What this task involves: Scan the lines below for the string "photo" and copy every one that has it.
[Start of Attachment]
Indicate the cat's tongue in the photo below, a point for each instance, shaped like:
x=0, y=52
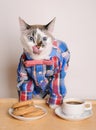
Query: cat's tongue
x=36, y=50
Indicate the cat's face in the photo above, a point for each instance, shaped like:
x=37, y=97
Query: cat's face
x=37, y=39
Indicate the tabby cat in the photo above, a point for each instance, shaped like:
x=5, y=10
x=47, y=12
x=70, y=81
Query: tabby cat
x=43, y=64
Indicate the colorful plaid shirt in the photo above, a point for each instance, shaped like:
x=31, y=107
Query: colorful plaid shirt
x=34, y=75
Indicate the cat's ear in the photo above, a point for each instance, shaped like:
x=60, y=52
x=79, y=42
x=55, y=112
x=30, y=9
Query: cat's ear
x=50, y=25
x=23, y=25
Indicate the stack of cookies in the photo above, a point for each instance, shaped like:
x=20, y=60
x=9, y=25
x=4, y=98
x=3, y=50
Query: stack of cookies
x=27, y=109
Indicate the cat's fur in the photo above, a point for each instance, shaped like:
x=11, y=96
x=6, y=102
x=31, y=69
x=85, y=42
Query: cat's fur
x=39, y=45
x=38, y=33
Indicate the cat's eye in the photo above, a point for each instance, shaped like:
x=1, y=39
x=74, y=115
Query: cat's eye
x=31, y=38
x=44, y=38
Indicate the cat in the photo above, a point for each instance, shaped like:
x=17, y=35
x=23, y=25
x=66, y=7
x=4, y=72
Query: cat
x=43, y=64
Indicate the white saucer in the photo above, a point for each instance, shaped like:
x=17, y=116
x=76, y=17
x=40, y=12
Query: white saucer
x=10, y=111
x=85, y=115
[End of Attachment]
Output below:
Indicate the cat's tongue in the photo below, a point for each instance, shaped like:
Indicate the cat's face in the photo above, a point for each instance, shaped like:
Indicate the tabby cat in the photo above, a point for each instance, shaped like:
Indicate the colorful plaid shirt in the photo above, a point for each instance, shaped like:
Indicate the cat's ear in the photo above, a point for each instance, shaped like:
Indicate the stack of cookies in the photo above, a point for each instance, shaped like:
Indicate the cat's fur in the photo above, a point for each instance, shaped like:
Indicate the cat's eye in the photo above, a point for each instance, shaped like:
Indicate the cat in the photo above, a point for each instance, shaped like:
Indicate the white saucer in the photo above, a point for each instance, shaped like:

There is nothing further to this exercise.